SHORT EXERCISE -
Return every line of the data below that contains the string "stump". Letter case must match.
# # # #
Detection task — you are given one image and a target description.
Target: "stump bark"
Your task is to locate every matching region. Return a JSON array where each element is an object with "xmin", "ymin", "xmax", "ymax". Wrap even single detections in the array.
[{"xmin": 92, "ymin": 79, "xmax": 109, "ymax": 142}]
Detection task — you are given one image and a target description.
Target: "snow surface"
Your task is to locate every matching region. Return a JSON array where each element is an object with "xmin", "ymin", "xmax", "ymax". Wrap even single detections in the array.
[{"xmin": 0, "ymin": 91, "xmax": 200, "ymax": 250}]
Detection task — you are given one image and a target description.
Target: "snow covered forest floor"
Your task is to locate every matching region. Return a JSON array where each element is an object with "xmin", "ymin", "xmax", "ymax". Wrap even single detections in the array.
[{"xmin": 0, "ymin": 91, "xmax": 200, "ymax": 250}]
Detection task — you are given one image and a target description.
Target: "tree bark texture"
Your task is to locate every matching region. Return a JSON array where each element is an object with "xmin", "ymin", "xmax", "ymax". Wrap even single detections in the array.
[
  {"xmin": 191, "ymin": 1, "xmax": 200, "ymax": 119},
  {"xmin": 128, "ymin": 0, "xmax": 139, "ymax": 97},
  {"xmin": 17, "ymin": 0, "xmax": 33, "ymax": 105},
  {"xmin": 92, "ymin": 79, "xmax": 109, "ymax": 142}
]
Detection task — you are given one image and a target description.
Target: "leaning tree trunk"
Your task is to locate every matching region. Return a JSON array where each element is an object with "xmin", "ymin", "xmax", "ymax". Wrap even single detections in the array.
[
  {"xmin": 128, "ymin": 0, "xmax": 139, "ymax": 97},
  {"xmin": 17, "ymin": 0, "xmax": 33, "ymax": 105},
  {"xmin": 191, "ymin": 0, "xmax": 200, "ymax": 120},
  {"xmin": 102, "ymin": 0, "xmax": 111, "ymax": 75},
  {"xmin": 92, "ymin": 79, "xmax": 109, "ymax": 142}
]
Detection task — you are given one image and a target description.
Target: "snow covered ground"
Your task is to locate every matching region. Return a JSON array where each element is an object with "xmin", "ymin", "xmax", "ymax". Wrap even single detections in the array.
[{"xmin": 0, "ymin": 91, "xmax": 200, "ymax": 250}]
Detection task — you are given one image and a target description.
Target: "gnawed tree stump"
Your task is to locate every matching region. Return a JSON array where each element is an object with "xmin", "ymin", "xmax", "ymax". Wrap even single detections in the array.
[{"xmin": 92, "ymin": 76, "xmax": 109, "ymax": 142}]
# # # #
EXERCISE RESULT -
Target: "stump bark"
Target: "gnawed tree stump"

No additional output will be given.